Prompt
Print the full set of records below, character for character and picture-free.

Information shown
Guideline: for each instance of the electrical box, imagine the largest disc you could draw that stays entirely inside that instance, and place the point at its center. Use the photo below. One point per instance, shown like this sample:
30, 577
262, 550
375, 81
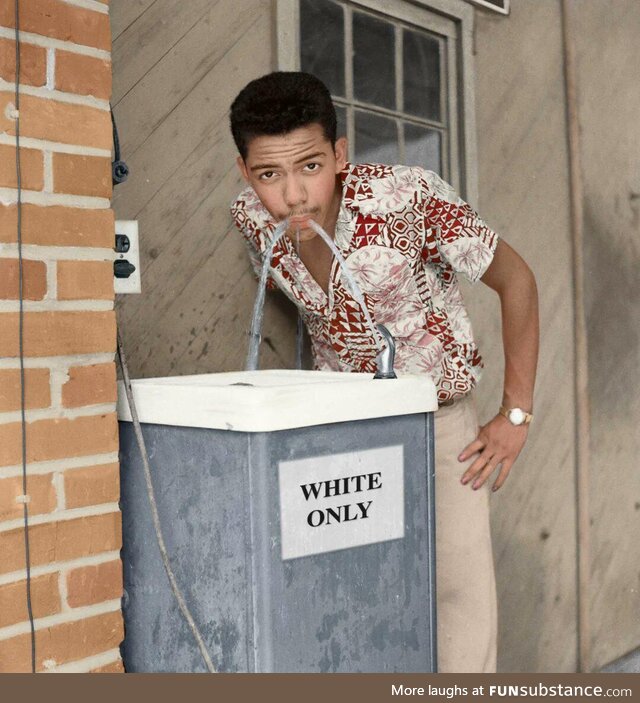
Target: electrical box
126, 262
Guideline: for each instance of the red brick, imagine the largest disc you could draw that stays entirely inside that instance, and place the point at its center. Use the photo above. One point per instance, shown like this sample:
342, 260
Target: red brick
61, 541
85, 280
58, 226
45, 599
86, 75
31, 168
82, 175
40, 490
63, 643
44, 118
92, 486
33, 63
34, 279
36, 389
59, 333
59, 20
89, 385
94, 584
59, 438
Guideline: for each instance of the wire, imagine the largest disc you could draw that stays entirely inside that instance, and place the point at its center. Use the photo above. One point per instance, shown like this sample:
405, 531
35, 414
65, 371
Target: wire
154, 512
25, 508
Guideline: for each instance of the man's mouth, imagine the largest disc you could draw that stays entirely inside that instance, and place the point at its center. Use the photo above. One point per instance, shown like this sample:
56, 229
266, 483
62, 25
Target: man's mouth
300, 219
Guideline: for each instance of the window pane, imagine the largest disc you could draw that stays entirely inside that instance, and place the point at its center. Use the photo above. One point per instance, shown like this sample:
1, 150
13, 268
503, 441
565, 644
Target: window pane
373, 61
322, 42
376, 139
421, 72
423, 147
341, 114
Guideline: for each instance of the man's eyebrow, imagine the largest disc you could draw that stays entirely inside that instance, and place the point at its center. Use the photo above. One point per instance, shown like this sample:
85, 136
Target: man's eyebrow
259, 167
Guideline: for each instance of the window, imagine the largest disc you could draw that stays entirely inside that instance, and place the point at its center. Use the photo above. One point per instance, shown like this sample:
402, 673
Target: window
400, 97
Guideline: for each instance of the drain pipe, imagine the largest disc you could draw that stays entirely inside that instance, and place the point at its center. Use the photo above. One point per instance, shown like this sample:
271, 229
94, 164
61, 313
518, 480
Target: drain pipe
581, 379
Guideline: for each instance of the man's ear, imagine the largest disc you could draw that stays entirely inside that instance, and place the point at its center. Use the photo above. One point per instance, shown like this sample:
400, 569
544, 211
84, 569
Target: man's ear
341, 153
243, 168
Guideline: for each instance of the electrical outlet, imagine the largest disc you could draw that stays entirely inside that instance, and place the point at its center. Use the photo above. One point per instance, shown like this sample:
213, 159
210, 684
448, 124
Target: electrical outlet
127, 251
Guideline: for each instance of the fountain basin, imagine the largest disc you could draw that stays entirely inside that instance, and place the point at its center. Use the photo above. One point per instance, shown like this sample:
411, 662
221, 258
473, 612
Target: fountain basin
298, 512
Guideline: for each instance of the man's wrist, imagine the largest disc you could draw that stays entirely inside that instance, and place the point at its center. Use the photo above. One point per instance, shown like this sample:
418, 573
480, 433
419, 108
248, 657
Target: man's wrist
516, 416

Answer for this exercise
Guideline: for each instance of the electrical box, imagine the largest disc you could draw that stays entirely inside that instance, and place the point at its center. Use the photo below. One point per instance, shown like this sample:
30, 577
262, 550
375, 81
Target: electrical box
126, 262
Guideline: for each instance of the red brick, imagine the largest disc you could draw that stays entirely inside that instance, and place the point at its center. Use the photo above. One point per instance, shown like this sample:
342, 260
Target: red brick
61, 541
85, 280
58, 226
45, 599
86, 75
31, 168
82, 175
40, 490
63, 643
44, 118
92, 486
33, 63
34, 279
36, 389
59, 333
59, 20
89, 385
94, 584
59, 438
Guideline: for each instance of the wire, imagine the largest disc you could draw that stays entirely inside that instance, and place the point at its center. Use the photo above. One point per instance, shown like this sample:
405, 531
35, 414
65, 371
Target: wire
154, 512
25, 508
Guideline: for each instance of the man's mouth, imagine the largest disc you could draw that stays entirely inside that instance, and place the point at its center. Use the photo above. One point per instance, shown like this sample:
56, 229
266, 483
62, 25
Target: man's mouth
300, 219
Guideline: for each instance of the window pane, imagine the largest disc you could draw that stays entirely inside that instance, and place the point at its center. Use the photo above. One point per instance, shown like this sample:
1, 150
13, 268
503, 441
565, 644
Target: window pane
373, 61
322, 42
376, 139
421, 72
423, 147
341, 114
Guideline: for each instance of the man's eyebrow, imagine the largest disc you could draw that stays entirely inside that instance, and place the point at its center. Use the photo above. One point per instance, shown like this sample:
85, 136
Target: man's eyebrow
259, 167
Guideline: for each instance of the window, imagine the largest disc you could draw that stays entirely inside that instance, and place the point at its center. Use the photo above. One point per instance, shown like this sample:
402, 673
Target: window
400, 97
Guideline: for each instance of the drain pipe, imagine the largest disc you could draw that stays entirely inside that instance, and place the point at its center. Use the photo above. One point per instance, shown like this sample:
271, 229
94, 164
61, 313
518, 480
Target: drain pipe
581, 379
Guideline: for each instance of the man's ear, imagine the largest disc you could draw that stays entirely inside that instance, and place the point at its center. Use the photo above. One point per instance, shown like this sample:
400, 569
544, 211
84, 569
Target: man's ear
341, 153
243, 168
Guideline: for each instance of the electrical outlet, imagine the largest disc you could draw that stays entirely inside that instance, and place the point at its center. Use the photo above. One point per instance, shown like this sample:
213, 159
210, 684
448, 124
Target: electrical outlet
127, 251
Guideline: for each instance of the fountain basin, imagine the largest disc you could draw that stays entirely inside that instance, and place the point at its center. Use the photo above. One point per instance, shown like this sample:
411, 662
221, 258
473, 612
Target: fountain basin
298, 512
Guideline: for each instance of the man's wrist, imagine the largest disc you could draw that stays entirely inside that instance, and place the point at its center. Use the photo above. One point per instance, shown like this sample:
418, 573
480, 433
419, 108
248, 657
Target: man's wrist
516, 416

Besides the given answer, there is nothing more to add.